## Given request
Print the listing that follows, character for character.

## Entries from a point annotation set
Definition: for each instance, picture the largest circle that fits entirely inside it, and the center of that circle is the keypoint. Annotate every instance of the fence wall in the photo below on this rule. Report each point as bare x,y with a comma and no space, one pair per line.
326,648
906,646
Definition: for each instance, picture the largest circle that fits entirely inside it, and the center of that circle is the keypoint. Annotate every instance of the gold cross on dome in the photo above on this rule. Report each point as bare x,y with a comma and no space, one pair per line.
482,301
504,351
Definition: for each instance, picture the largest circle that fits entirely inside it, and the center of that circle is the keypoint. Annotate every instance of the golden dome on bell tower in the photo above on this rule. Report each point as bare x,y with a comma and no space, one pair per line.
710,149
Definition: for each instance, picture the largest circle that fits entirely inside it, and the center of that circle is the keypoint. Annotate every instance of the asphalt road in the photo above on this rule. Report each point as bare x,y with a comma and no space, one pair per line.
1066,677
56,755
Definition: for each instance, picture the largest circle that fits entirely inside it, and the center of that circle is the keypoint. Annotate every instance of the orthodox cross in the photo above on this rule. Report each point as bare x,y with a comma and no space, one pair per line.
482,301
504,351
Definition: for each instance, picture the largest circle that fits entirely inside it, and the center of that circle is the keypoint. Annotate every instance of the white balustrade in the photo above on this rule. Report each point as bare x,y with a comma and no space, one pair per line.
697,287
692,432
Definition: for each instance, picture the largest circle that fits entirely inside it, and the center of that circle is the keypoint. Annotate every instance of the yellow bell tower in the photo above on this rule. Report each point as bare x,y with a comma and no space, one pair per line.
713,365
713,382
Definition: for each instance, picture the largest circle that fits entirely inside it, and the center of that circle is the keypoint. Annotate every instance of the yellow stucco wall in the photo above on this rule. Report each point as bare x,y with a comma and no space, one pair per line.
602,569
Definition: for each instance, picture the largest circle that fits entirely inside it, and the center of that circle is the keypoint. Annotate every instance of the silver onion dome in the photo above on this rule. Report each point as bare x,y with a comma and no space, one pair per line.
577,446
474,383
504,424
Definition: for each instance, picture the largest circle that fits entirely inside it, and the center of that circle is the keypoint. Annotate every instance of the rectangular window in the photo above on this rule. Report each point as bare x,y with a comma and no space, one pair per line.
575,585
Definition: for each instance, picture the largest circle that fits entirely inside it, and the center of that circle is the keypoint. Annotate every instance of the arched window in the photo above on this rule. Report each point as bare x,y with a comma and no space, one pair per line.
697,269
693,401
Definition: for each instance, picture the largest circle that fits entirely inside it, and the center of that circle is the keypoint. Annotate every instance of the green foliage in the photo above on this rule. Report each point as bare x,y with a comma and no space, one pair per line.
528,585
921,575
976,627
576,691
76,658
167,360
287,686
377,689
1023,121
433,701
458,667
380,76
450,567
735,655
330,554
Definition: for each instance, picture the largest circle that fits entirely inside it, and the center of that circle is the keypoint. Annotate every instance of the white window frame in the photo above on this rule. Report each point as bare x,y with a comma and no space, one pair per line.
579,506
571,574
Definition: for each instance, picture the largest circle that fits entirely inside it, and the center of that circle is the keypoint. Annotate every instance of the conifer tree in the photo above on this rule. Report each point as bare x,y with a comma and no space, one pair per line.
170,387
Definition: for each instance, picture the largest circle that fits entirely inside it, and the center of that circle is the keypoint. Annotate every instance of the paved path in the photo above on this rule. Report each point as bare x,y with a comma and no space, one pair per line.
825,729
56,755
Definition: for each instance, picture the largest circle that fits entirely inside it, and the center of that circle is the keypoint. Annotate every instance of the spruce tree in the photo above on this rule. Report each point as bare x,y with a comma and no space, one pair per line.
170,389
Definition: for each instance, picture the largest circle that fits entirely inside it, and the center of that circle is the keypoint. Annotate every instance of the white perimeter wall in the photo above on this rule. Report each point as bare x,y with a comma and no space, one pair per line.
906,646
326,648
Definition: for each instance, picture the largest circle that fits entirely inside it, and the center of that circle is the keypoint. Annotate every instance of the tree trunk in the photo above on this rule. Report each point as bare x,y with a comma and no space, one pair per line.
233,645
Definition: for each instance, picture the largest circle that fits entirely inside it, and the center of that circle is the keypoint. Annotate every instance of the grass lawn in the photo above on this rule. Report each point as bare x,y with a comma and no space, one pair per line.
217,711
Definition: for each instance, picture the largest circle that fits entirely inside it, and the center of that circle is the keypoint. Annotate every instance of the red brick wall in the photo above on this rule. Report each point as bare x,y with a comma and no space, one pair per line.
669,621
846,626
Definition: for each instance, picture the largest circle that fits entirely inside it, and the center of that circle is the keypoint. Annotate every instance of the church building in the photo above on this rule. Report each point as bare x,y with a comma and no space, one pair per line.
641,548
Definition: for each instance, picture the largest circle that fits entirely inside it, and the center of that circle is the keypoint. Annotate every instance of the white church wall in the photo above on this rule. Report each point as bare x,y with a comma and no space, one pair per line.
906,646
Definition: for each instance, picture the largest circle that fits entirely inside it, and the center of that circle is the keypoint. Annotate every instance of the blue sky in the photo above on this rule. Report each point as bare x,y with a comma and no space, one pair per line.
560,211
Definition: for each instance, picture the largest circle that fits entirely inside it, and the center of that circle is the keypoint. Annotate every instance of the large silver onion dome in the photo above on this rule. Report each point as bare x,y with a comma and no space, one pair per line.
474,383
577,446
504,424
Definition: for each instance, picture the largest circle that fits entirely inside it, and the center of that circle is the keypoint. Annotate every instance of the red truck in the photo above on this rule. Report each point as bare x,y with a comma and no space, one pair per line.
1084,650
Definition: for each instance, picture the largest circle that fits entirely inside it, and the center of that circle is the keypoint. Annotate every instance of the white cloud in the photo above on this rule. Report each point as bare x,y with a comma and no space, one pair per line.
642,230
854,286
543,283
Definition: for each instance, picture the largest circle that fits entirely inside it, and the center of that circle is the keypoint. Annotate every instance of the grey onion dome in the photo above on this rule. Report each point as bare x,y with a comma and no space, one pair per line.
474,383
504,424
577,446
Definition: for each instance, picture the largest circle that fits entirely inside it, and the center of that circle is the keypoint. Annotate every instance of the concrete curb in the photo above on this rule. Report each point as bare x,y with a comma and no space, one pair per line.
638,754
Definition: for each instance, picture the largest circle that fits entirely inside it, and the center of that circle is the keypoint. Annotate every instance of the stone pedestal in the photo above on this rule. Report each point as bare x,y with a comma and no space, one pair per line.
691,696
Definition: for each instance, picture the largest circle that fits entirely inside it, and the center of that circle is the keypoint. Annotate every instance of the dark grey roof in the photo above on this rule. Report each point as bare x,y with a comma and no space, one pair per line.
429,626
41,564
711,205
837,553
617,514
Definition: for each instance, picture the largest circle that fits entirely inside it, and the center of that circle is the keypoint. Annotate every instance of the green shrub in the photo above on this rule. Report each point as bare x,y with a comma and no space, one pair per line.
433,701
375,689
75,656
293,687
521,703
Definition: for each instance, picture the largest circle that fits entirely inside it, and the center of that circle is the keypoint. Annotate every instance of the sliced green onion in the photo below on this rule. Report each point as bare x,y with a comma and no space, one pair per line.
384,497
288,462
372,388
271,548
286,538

## Final answer
Definition: for each instance, picture the largest circle that fits entirely inside it, and the center of that circle is the keypoint. Annotate every instance of the fence wall in the photo below on this rule. Report each point as bare x,y with a comma and no space, one pair per line.
326,648
906,646
Definition: for each instance, picture the largest circle that fits entirely inside it, and the center of that circle is the keypoint. Annotate every instance of the gold cross on dome in the photo above on this rule. Report each point as bare x,y with a comma and no space, one pair per line.
482,301
504,351
Definition: for each instance, picture the largest circle that fits entirely inside it, and the center of that circle is the keypoint. Annotate every instance of the golden dome on bell tower in the photo above on this rule. Report each point as bare x,y with a comma and no space, one pair per line.
710,149
Definition: for each instance, picture the largest circle that fits entirely inside it, and the center of that circle is the keypoint. Annotate every instance of the asphalt road in the photo above on this rule. Report each point as bare x,y with a comma and no space, one pair per line.
1066,677
56,755
Definition: for each instance, picture the largest circle that fits entirely inside it, and the center of that circle is the keypoint. Annotate every instance of the orthodox cross in the photo above on this rule. Report each point as bare x,y with a comma and no space, one pair per line.
482,301
504,351
Definition: for each instance, picture the largest circle that fits entirely inside it, and the center of that circle is the keypoint. Annotate every instance of the white balustrade in the photo above on this rule. Report each point as bare x,y with a comma and no space, one pair per line.
697,287
692,432
Definition: for each instance, picture the largest circle that fits entirely inside it, and the center of that circle is the keypoint. Annotate every instance of the yellow bell tower in the photo above on this rule. Report each point as bare x,y with a comma and no space, one pair per line.
713,365
713,382
Definition: for each instance, picture the largest circle that fits entirely inside it, and the center of that circle is the keypoint. Annotate every instance of the yellow stucco wall in the photo above on this rule. Report each point as bare x,y with a comma and no space, one pair per line.
602,569
Definition: for each instance, picture the largest circle that fits entirely inside it, and the center of that circle is the keypoint. Annotate every instance of the silver onion dome in the photo above on this rule. Report each point as bare x,y with a comma and no space, one pair per line.
577,446
474,383
504,424
Definition: for each instance, picture the largest circle that fits entirely inside it, and the center of that circle is the keypoint. Annotate every instance of the rectangular window in the photo above on this rule. Report each point as bare x,y with a comma and no space, one pair per line.
575,585
Definition: for each instance, picture the largest circle that fits entirely inside it, and the center of that circle is the keypoint. Annotate every instance of the arched window in the photo above on this rule. Report each point as bare x,y with a comma and no space, one pair per line.
697,269
693,401
Definition: for each instance, picture the largest circle that fits entirely inside it, and the center of that circle is the keypoint. Annotate every instance of the green foliage in the photo above on this rule. Report each point as bare x,y with a comma and no space, one pair per line.
528,585
921,575
976,627
576,691
76,658
167,360
287,686
377,689
1023,121
433,701
458,667
380,76
450,567
735,655
330,554
Definition: for each instance, picture the largest circle that fits entirely inside it, and the center of that circle is the keypoint. Annotate every instance of the white window frame in the photo above on this rule. Report each point as bare x,y with a comma and no space, one pair per line.
579,506
571,574
Definition: for each instance, picture the largest circle that fits entirely inside it, and the center of that circle is the keypoint. Annotate every instance of the conifer tree in the photo above on this rule. Report each point as bare x,y with a comma and no space, one pair per line.
170,387
Definition: for each instance, picture the largest circle that fits entirely inside it, and the center of that circle is the keypoint. Annotate every instance of the paved path in the photo above on this rule. Report each point as bare x,y with a comma and no space, one pair per line.
825,729
56,755
Definition: for each instance, picture the largest circle that fits entirely inside it, and the center of that circle is the keypoint. Annotate every instance of the spruce tree in the photo above on this rule. Report each point as bare x,y with a comma and no space, one pair per line.
170,389
Definition: for each instance, picture the largest circle that fits entirely inside it, and the center of that circle is the keypoint. Annotate every instance of the white perimeter wall in the photo above on this rule. Report each point as bare x,y with a comma and no space, one pair per line.
906,646
326,648
Definition: for each instance, picture the largest circle that fits entirely inside it, and the center of that circle is the keypoint. Annotate every instance of the tree trunk in the photo above on this rule. Report each point as bare x,y with a comma and no space, one pair per line.
233,645
Definition: for each instance, picture the largest circle that fits entirely inside it, and the center of that circle is the keypoint. Annotate every instance of the grass lawn in the photo above on this rule. Report each point as bare x,y with a comma and no space, one pair per line.
217,711
Definition: for each instance, picture the largest circle that fits entirely inside it, and the center of that circle is the keypoint. Annotate every instance of the red brick wall in the photo above on this rule. Report each point as bare x,y with a comma and no space, one pair per line.
669,621
846,626
Definition: for each instance, picture the largest circle that fits entirely inside it, and the center of that circle is the keypoint. Annotate every instance of the church building in the photo above on this rule. Report each point as bare x,y with a comma and no space, one pair per line.
641,548
Definition: for each instance, picture the largest circle that fits entirely inside it, and the center of that circle is the keypoint. Annotate every instance of the white church wall in the photo above on this rule. Report each point as bare x,y with a comma and no space, one pair per line.
906,646
Definition: for each instance, picture the largest circle that fits entirely inside it, and the center of that circle is the keypoint. Annotate every instance of the blue sky in the photo above on this rule. Report each point as bare x,y with a comma and no space, one pair per line.
560,211
Definition: for each instance, picture the largest circle that fits entirely inside it, and the center of that circle is the keypoint. Annotate every instance of the large silver onion dome in the photo above on this rule. Report each point as bare x,y with a comma and no space, one pair per line.
474,383
577,446
504,424
Definition: for each instance, picture the largest circle that fits entirely inside it, and the center of that circle is the keypoint. Annotate every instance of the red truck in the photo above on this rule. Report each point as bare x,y with a comma and no space, one pair per line.
1084,650
Definition: for each instance, picture the largest circle that fits entirely inside it, and the center of that circle is the keypoint. Annotate every instance of the white cloud in the photo above on this rule. Report each point as bare x,y with a comma and no space, one pair per line.
642,230
854,286
543,283
Definition: for each instance, picture the largest circle that fits entirely inside it, and the center of that circle is the keypoint. Annotate every instance of the grey onion dome in the photo above on this rule. Report each point as bare x,y with a comma and no space, one pair per line.
474,383
504,424
577,446
Definition: for each instance, picture the largest circle that fits entirely inside it, and the center of that circle is the keypoint. Annotate every instance of the concrete curb in the photo above on this rule. Report each point as bare x,y with a comma and no space, one pair per line.
638,754
Definition: for each instance, picture the largest circle that fits entirely inside it, and the center of that circle is the keypoint. Annotate every instance of the stone pedestal in the photo above on this rule. Report each point as bare x,y with a comma and no space, one pair per line.
691,696
Definition: for each instance, picture the largest circle that fits entirely inside it, and the center of that circle is the keypoint. Annotate every instance of the dark grey roof in the photo above on this rule. Report each point as bare x,y with a comma and no space, one pair per line.
429,626
41,564
711,205
837,553
617,514
Definition: for each instance, picture the largest circle that fits entirely inside it, and the center of that circle is the keypoint. Annotate every instance of the green shrub in the photo above on this rule. Report each point as bare x,y with a comma and no space, one pair per line.
433,701
375,689
75,656
293,687
521,703
Definition: for each instance, picture the largest circle that fits entirely inside it, and the center of that circle is the keypoint. Annotate every instance of the sliced green onion in the photo below on this rule. Report each point as bare x,y with a comma and no space, one pair per line.
384,497
288,462
372,388
271,548
286,538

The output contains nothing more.